Set exercise: Pictures stay out of your copy, but everything else in the records below must be repeated exactly.

Data for processing:
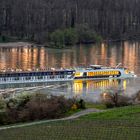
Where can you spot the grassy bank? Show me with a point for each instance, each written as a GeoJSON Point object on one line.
{"type": "Point", "coordinates": [116, 124]}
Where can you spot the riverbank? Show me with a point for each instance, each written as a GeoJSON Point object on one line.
{"type": "Point", "coordinates": [16, 44]}
{"type": "Point", "coordinates": [119, 123]}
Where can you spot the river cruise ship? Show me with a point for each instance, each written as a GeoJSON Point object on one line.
{"type": "Point", "coordinates": [101, 72]}
{"type": "Point", "coordinates": [54, 75]}
{"type": "Point", "coordinates": [19, 76]}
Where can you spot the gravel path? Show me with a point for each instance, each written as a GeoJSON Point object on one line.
{"type": "Point", "coordinates": [74, 116]}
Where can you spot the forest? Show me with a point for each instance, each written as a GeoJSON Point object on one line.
{"type": "Point", "coordinates": [35, 19]}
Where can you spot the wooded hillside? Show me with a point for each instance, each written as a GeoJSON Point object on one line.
{"type": "Point", "coordinates": [34, 19]}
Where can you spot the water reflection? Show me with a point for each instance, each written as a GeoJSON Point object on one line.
{"type": "Point", "coordinates": [110, 55]}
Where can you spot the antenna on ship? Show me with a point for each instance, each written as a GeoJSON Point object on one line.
{"type": "Point", "coordinates": [118, 65]}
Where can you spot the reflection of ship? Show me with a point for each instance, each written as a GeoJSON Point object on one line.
{"type": "Point", "coordinates": [80, 86]}
{"type": "Point", "coordinates": [53, 75]}
{"type": "Point", "coordinates": [12, 77]}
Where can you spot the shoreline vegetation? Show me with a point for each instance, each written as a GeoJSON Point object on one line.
{"type": "Point", "coordinates": [123, 123]}
{"type": "Point", "coordinates": [32, 107]}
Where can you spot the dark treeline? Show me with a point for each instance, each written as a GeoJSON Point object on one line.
{"type": "Point", "coordinates": [34, 19]}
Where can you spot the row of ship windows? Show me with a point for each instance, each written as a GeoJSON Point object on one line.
{"type": "Point", "coordinates": [36, 74]}
{"type": "Point", "coordinates": [103, 73]}
{"type": "Point", "coordinates": [33, 78]}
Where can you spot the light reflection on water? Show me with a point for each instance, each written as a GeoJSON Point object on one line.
{"type": "Point", "coordinates": [28, 57]}
{"type": "Point", "coordinates": [89, 90]}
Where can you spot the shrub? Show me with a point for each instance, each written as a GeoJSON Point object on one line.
{"type": "Point", "coordinates": [115, 100]}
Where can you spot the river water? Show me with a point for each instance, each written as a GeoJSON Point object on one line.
{"type": "Point", "coordinates": [28, 57]}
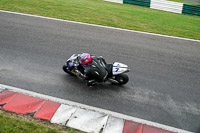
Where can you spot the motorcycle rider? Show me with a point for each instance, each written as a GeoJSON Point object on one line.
{"type": "Point", "coordinates": [89, 67]}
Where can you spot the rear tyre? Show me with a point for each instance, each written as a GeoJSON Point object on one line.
{"type": "Point", "coordinates": [67, 71]}
{"type": "Point", "coordinates": [122, 79]}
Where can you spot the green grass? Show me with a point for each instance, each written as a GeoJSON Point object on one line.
{"type": "Point", "coordinates": [187, 2]}
{"type": "Point", "coordinates": [111, 14]}
{"type": "Point", "coordinates": [11, 123]}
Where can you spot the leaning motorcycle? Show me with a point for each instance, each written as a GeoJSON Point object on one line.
{"type": "Point", "coordinates": [115, 71]}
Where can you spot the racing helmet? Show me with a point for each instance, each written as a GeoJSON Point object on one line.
{"type": "Point", "coordinates": [85, 58]}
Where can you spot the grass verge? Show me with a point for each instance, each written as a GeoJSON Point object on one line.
{"type": "Point", "coordinates": [187, 2]}
{"type": "Point", "coordinates": [14, 123]}
{"type": "Point", "coordinates": [111, 14]}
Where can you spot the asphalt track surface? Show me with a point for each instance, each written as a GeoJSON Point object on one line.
{"type": "Point", "coordinates": [164, 84]}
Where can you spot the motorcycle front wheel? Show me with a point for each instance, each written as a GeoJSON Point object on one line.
{"type": "Point", "coordinates": [67, 71]}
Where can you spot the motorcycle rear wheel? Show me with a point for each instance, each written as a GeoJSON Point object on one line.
{"type": "Point", "coordinates": [122, 79]}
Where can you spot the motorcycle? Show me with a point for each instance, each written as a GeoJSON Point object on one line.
{"type": "Point", "coordinates": [115, 72]}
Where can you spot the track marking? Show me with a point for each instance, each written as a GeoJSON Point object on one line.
{"type": "Point", "coordinates": [87, 107]}
{"type": "Point", "coordinates": [95, 25]}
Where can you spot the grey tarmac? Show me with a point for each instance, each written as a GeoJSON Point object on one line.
{"type": "Point", "coordinates": [164, 84]}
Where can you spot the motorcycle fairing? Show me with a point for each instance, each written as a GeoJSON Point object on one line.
{"type": "Point", "coordinates": [119, 68]}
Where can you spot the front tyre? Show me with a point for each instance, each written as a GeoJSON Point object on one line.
{"type": "Point", "coordinates": [122, 79]}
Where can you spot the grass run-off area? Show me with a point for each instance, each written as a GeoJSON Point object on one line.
{"type": "Point", "coordinates": [187, 2]}
{"type": "Point", "coordinates": [13, 123]}
{"type": "Point", "coordinates": [111, 14]}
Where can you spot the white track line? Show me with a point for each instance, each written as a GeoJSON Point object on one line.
{"type": "Point", "coordinates": [68, 21]}
{"type": "Point", "coordinates": [115, 114]}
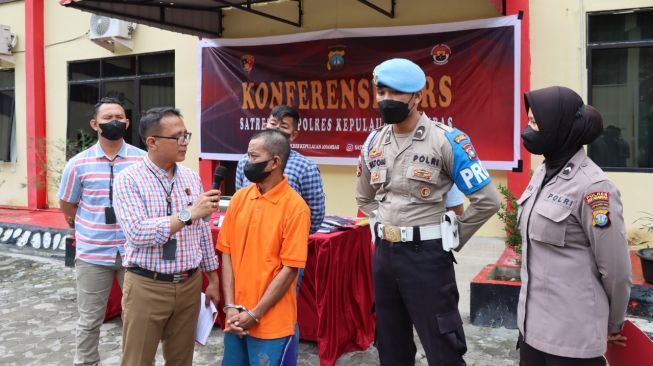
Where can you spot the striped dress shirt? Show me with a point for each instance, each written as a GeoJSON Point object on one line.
{"type": "Point", "coordinates": [141, 208]}
{"type": "Point", "coordinates": [85, 181]}
{"type": "Point", "coordinates": [304, 177]}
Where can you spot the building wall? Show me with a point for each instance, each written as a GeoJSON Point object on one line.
{"type": "Point", "coordinates": [13, 177]}
{"type": "Point", "coordinates": [558, 57]}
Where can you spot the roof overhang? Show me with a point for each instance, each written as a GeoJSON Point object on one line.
{"type": "Point", "coordinates": [204, 17]}
{"type": "Point", "coordinates": [196, 17]}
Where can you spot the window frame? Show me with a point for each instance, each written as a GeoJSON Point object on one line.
{"type": "Point", "coordinates": [12, 141]}
{"type": "Point", "coordinates": [136, 79]}
{"type": "Point", "coordinates": [612, 45]}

Result for this exercise:
Where can you spot the grassy bank? Show me with a point for each instance, each written as a GeoJSON Point object on one line.
{"type": "Point", "coordinates": [116, 124]}
Where can you spot the riverbank? Show me with a point for each instance, each written as a GeoJSON Point object on one line.
{"type": "Point", "coordinates": [16, 44]}
{"type": "Point", "coordinates": [119, 123]}
Where can you spot the river cruise ship? Show me with a point for each instance, each written as a GeoJSON Point object on one line.
{"type": "Point", "coordinates": [101, 72]}
{"type": "Point", "coordinates": [54, 75]}
{"type": "Point", "coordinates": [19, 76]}
Where can you spot the gravel path? Show me with a point for each instance, each written as a GeoJSON Point object on one line.
{"type": "Point", "coordinates": [74, 116]}
Where can you spot the forest? Show me with a point for each instance, each written as a GeoJSON Point object on one line.
{"type": "Point", "coordinates": [35, 19]}
Where can you spot the wooded hillside? Show me with a point for each instance, each written as a GeoJSON Point object on one line.
{"type": "Point", "coordinates": [34, 19]}
Where can you spot the water reflection? Show me with a point for each instance, each written as a GeoJSON Point object on one line.
{"type": "Point", "coordinates": [110, 55]}
Where can you spot the antenna on ship? Show me with a point for each instance, each written as a GeoJSON Point object on one line.
{"type": "Point", "coordinates": [118, 65]}
Where can you spot the reflection of ship? Show me with a point for each instance, each written as a GeoJSON Point object on one line.
{"type": "Point", "coordinates": [80, 86]}
{"type": "Point", "coordinates": [53, 75]}
{"type": "Point", "coordinates": [12, 77]}
Where can you spot the shoreline vegetation? Show me with a point for each instance, each written as a GeoJSON Point object on one line.
{"type": "Point", "coordinates": [123, 123]}
{"type": "Point", "coordinates": [32, 107]}
Where can you spot the dark treeline? Show me with a point for each instance, each written as a GeoJSON Point object on one line.
{"type": "Point", "coordinates": [34, 19]}
Where can you spot the row of ship windows? Show me with a point for each instance, each written as a GeoJSON Point object on one line.
{"type": "Point", "coordinates": [36, 74]}
{"type": "Point", "coordinates": [103, 73]}
{"type": "Point", "coordinates": [33, 78]}
Where can you spot the light reflection on water? Show me with a point for each instance, each written as a GeoJSON Point object on one line.
{"type": "Point", "coordinates": [28, 57]}
{"type": "Point", "coordinates": [89, 90]}
Where can you spot the shrub? Show me with a point for each instance, each written as a GeoJSON Point object on one line.
{"type": "Point", "coordinates": [115, 100]}
Where can you spot the river water? Show me with a point for each instance, each written as a GeoJSON Point object on one line.
{"type": "Point", "coordinates": [28, 57]}
Where can you spot the motorcycle rider? Show me with a point for each instance, each written as a GeoJSON Point object on one line.
{"type": "Point", "coordinates": [89, 67]}
Where can you spot the rear tyre? Show me with a point for each instance, each written as a GeoJSON Point object on one line.
{"type": "Point", "coordinates": [67, 71]}
{"type": "Point", "coordinates": [122, 79]}
Where can you spot the green grass? Show me with a point for each instance, each written as a GeoJSON Point object on one line.
{"type": "Point", "coordinates": [187, 2]}
{"type": "Point", "coordinates": [111, 14]}
{"type": "Point", "coordinates": [11, 123]}
Where can you spot the leaning motorcycle? Show me with a point for each instance, each written as a GeoJSON Point object on one line.
{"type": "Point", "coordinates": [115, 71]}
Where can you spot the racing helmet? Show me with a point for each instance, each written as a GeoJSON Point object on one line.
{"type": "Point", "coordinates": [85, 58]}
Where can you spot the grass verge? Show me with a point for each instance, each written as a GeoJSON Point object on one line.
{"type": "Point", "coordinates": [187, 2]}
{"type": "Point", "coordinates": [14, 123]}
{"type": "Point", "coordinates": [111, 14]}
Where can you spot the asphalt track surface? Show me with a point for each instance, each written as a GeoJSON Point object on one line.
{"type": "Point", "coordinates": [164, 84]}
Where can you spot the motorcycle front wheel? Show me with a point for each instance, each written as a GeoJSON Point object on one line.
{"type": "Point", "coordinates": [67, 71]}
Where can you spot the motorcycle rear wheel? Show me with a point for each instance, each written as a GeoJSON Point object on one line.
{"type": "Point", "coordinates": [122, 79]}
Where can you spot the motorcycle? Show me with a point for each instance, each written as a GeoJSON Point object on one line.
{"type": "Point", "coordinates": [115, 72]}
Where can you spot the track marking? Show me with a point for each instance, each written as a GeoJSON Point object on one line.
{"type": "Point", "coordinates": [87, 107]}
{"type": "Point", "coordinates": [95, 25]}
Where can you spot the grey tarmac? Show me with a point for each instance, each written as a GeoJSON Point object on one line.
{"type": "Point", "coordinates": [164, 84]}
Where can you spot the motorcycle fairing? Show me with a point for each instance, each written as a GeoJSON Point object on one line.
{"type": "Point", "coordinates": [119, 68]}
Where can you spot the front tyre? Show me with a point for each instance, each written as a GeoJSON Point object on one line.
{"type": "Point", "coordinates": [122, 79]}
Where can you spot the grass run-off area? Show me with a point for each instance, each written as a GeoJSON Point object on one line.
{"type": "Point", "coordinates": [187, 2]}
{"type": "Point", "coordinates": [13, 123]}
{"type": "Point", "coordinates": [111, 14]}
Where can you spot the white track line? Show me with a point for each instance, each written as a GeoJSON Point object on one line.
{"type": "Point", "coordinates": [68, 21]}
{"type": "Point", "coordinates": [115, 114]}
Where can you spot the striped dress shirt? Show me with a point for each instance, each written as a GeoJSON Point object on one line.
{"type": "Point", "coordinates": [141, 208]}
{"type": "Point", "coordinates": [85, 181]}
{"type": "Point", "coordinates": [304, 177]}
Where can you spot the building wall? Show me with a point for each instance, each written as a GeoJSON Point object on one line.
{"type": "Point", "coordinates": [13, 177]}
{"type": "Point", "coordinates": [558, 57]}
Where can you spot the roof overhang? Show me with a point for each instance, each written as a GeoJSON Point object on one line.
{"type": "Point", "coordinates": [204, 17]}
{"type": "Point", "coordinates": [196, 17]}
Where can you spot the window frame? Show me with a point for each instance, each written as a GeoJSON Point object on one line.
{"type": "Point", "coordinates": [12, 141]}
{"type": "Point", "coordinates": [136, 79]}
{"type": "Point", "coordinates": [612, 45]}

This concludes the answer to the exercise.